Rewrite everything from the line containing "Run detection for girl" down to the end of the material, changing "frame" to "shot" and leaving everything else as it is.

================

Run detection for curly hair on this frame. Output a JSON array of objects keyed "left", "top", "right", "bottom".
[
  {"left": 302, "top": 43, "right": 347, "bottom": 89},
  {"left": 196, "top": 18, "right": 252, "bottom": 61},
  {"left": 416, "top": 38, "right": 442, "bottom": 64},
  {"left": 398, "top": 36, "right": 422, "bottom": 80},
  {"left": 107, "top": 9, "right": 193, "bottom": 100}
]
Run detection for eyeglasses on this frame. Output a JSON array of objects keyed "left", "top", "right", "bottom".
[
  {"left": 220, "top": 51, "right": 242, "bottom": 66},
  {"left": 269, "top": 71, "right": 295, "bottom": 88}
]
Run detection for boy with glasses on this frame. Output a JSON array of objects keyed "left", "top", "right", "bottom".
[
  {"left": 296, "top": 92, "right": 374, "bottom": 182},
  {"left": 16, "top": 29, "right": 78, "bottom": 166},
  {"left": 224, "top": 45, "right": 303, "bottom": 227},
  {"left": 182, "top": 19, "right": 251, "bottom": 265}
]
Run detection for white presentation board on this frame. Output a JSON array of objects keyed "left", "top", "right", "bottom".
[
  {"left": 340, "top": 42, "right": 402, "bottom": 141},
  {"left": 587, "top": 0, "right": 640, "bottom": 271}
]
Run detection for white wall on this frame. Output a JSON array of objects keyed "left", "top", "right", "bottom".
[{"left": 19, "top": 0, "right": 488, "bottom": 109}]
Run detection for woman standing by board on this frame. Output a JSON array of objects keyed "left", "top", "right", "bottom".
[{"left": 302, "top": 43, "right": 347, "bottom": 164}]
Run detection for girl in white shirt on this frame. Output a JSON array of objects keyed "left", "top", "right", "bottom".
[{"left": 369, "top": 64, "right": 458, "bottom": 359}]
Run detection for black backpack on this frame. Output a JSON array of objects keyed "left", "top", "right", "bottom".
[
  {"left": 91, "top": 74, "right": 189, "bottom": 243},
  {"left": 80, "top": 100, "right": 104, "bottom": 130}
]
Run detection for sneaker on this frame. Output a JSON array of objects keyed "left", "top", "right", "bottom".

================

Response to this exercise ::
Run detection for girl in white shirt on this shot. Output a JSON array of objects keyed "left", "top", "right", "bottom".
[{"left": 369, "top": 64, "right": 458, "bottom": 359}]
Run detection for black backpack on this shot. Output a JSON array of objects keyed "left", "top", "right", "bottom".
[
  {"left": 91, "top": 74, "right": 189, "bottom": 243},
  {"left": 80, "top": 100, "right": 104, "bottom": 130}
]
Run detection for sneaker on this shot. Output a JSON array of objects keyed "left", "top", "right", "bottom".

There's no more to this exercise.